▶ WHAT IS EXPECTED
Could you write out the lines below exactly, beginning with the first and finishing with the one that contains "Query: <item>gold epaulette</item>"?

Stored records
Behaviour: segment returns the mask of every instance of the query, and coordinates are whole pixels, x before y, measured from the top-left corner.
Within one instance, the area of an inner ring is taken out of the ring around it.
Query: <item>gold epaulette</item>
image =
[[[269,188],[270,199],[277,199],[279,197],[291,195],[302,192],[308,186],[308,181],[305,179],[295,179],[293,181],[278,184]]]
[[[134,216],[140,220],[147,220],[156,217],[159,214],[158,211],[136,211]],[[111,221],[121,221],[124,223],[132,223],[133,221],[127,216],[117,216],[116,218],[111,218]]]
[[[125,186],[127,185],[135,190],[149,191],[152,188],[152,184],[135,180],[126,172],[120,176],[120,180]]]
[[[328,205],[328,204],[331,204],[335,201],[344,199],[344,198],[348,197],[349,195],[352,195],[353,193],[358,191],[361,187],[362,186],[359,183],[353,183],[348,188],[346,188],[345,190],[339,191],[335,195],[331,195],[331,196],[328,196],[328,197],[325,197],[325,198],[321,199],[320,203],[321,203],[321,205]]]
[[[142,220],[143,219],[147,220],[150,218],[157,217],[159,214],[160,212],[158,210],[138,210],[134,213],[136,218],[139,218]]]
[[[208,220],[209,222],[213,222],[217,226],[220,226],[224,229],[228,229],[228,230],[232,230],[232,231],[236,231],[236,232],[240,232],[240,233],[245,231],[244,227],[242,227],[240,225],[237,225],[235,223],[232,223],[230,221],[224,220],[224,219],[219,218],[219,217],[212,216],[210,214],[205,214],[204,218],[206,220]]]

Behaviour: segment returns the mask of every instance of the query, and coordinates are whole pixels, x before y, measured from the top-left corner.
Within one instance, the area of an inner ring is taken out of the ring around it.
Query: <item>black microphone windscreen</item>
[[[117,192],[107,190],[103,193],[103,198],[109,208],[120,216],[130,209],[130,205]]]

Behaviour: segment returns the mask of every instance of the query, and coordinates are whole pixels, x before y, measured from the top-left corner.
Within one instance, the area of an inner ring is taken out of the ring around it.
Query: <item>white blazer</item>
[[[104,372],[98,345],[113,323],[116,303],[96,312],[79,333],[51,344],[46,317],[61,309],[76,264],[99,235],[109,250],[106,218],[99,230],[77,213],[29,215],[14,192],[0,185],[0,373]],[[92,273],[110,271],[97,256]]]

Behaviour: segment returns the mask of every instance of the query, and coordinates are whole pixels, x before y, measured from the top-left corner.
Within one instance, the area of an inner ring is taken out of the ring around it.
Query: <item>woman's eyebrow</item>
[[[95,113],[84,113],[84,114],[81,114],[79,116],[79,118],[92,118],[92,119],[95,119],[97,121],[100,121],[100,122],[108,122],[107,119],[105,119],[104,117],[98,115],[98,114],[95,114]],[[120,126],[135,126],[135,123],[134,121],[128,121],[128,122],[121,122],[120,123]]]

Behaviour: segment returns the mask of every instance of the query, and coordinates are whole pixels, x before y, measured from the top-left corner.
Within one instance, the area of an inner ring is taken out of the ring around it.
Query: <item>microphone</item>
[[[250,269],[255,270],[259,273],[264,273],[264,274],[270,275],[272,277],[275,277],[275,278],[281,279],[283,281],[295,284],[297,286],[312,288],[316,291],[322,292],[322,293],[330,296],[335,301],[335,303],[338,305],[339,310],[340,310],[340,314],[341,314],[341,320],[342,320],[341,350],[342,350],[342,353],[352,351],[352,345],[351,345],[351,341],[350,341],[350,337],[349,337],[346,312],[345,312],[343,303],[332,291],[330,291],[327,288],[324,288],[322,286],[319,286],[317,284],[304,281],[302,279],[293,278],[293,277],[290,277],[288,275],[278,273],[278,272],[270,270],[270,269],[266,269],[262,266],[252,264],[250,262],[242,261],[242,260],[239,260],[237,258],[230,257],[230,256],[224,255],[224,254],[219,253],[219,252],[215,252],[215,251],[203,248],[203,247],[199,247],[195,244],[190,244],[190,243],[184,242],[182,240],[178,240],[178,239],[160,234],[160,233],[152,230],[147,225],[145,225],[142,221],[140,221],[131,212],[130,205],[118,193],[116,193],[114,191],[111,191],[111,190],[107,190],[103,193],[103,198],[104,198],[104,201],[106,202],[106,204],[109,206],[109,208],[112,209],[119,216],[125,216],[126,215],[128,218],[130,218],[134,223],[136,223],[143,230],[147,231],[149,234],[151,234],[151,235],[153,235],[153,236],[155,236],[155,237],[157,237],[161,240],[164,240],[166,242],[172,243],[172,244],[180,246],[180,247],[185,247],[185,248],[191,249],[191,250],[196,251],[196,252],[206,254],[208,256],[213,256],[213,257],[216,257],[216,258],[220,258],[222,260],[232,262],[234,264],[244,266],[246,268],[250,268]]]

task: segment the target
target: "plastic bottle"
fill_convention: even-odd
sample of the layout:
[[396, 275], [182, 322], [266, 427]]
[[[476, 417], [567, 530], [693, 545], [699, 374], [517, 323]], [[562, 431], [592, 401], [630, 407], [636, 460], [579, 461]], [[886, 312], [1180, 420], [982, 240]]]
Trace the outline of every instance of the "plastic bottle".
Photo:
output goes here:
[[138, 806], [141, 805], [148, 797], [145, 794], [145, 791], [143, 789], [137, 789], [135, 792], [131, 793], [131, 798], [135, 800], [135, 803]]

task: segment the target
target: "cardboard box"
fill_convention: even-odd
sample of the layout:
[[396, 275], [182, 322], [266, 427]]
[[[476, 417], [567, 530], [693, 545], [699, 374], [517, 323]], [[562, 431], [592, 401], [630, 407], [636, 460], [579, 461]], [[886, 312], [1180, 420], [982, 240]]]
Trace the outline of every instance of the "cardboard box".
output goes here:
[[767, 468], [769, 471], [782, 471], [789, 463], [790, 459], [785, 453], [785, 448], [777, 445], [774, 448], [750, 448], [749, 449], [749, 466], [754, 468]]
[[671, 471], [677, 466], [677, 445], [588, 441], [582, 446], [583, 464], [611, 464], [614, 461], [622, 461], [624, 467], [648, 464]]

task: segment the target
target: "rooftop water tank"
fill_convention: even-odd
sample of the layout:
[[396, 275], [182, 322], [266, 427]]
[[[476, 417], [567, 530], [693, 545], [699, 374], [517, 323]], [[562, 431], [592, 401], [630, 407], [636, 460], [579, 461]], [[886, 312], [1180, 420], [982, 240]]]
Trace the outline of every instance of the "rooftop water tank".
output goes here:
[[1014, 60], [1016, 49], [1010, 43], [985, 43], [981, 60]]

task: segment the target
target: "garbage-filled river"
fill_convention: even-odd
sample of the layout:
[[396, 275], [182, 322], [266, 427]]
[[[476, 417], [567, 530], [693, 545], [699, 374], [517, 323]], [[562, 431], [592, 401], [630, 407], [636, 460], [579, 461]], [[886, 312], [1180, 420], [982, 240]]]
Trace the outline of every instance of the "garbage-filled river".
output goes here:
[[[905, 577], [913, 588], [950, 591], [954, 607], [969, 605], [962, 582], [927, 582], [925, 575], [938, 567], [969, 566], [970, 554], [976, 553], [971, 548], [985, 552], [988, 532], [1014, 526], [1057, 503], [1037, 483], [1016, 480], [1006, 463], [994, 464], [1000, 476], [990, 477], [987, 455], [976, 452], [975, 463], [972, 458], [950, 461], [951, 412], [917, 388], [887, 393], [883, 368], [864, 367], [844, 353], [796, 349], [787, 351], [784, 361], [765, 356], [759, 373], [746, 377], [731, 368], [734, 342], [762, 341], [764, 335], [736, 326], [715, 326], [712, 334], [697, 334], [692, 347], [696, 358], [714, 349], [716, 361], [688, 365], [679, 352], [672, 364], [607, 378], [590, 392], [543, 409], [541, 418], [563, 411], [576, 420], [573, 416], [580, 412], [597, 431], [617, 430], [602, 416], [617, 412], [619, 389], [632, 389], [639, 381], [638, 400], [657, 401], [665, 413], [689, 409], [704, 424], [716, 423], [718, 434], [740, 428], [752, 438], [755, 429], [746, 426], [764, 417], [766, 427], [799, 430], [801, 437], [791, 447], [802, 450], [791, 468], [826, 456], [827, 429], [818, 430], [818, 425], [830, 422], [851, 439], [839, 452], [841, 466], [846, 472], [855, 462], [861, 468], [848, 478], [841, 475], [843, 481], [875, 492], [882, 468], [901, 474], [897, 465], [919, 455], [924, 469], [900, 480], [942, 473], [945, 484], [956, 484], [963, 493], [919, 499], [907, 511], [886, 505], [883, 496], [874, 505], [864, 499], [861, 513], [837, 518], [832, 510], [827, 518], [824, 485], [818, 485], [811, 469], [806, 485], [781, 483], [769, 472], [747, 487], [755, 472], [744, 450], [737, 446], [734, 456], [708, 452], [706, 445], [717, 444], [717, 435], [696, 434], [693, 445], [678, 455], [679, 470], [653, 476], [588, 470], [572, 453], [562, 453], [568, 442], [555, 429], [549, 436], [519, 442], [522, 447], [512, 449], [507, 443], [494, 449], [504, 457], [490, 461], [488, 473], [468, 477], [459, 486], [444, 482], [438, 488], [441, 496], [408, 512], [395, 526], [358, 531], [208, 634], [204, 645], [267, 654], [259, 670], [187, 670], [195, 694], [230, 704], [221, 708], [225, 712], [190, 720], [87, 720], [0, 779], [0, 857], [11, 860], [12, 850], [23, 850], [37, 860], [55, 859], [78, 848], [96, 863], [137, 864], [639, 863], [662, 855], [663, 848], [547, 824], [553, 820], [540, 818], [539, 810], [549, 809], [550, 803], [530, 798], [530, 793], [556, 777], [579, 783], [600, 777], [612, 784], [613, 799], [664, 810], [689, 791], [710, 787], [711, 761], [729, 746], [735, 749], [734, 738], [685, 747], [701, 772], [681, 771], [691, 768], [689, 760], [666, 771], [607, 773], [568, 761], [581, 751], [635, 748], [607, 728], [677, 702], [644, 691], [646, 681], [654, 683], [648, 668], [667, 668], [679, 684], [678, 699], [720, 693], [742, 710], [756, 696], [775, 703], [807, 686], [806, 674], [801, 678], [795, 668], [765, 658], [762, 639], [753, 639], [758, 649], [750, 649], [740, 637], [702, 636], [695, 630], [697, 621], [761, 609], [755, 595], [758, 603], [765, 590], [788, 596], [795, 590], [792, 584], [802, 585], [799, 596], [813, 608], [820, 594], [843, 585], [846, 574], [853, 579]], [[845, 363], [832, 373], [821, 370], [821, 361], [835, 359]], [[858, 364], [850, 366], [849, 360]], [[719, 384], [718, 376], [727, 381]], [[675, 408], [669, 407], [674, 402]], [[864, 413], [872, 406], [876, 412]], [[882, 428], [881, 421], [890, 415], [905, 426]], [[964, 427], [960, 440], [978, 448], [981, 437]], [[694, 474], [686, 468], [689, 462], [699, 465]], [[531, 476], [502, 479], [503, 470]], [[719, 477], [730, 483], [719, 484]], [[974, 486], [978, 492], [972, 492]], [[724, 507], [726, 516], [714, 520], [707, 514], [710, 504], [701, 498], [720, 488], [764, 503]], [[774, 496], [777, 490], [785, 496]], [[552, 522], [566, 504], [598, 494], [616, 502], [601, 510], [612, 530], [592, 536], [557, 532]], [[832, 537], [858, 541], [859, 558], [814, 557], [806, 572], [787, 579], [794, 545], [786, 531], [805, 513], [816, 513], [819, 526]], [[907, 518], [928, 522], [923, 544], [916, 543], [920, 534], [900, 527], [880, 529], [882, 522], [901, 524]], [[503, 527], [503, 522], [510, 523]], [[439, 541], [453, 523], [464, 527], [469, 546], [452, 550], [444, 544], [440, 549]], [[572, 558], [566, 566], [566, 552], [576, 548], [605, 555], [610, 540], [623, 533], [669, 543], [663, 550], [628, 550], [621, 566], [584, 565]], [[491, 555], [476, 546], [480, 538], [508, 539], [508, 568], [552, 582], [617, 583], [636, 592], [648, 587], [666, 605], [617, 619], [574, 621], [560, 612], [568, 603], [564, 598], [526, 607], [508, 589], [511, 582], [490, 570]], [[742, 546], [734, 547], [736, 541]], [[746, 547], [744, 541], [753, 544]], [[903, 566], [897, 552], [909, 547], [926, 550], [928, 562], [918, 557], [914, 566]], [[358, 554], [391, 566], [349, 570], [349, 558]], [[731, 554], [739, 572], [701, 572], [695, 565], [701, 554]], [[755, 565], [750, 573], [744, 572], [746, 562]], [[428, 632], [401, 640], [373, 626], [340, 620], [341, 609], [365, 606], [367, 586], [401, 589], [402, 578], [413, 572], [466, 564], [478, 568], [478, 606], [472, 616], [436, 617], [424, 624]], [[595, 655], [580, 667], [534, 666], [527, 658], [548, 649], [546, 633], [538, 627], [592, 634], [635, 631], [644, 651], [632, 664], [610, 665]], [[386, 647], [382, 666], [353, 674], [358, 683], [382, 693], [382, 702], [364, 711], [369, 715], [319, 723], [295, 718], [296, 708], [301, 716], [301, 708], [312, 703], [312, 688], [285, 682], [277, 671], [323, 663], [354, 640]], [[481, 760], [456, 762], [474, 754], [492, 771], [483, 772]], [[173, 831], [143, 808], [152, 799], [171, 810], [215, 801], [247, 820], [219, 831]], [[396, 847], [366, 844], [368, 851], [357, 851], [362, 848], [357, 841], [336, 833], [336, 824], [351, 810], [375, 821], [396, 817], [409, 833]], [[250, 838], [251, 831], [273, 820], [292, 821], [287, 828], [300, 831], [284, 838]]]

▶ ANSWER FOR THIS EXERCISE
Behaviour: segment returns the mask of every instance of the query, and coordinates are whole pixels, x before y, measured from the top-left corner.
Within one instance, the area of an inner ring is taken out of the ring around it.
Query: <item>gold epaulette</item>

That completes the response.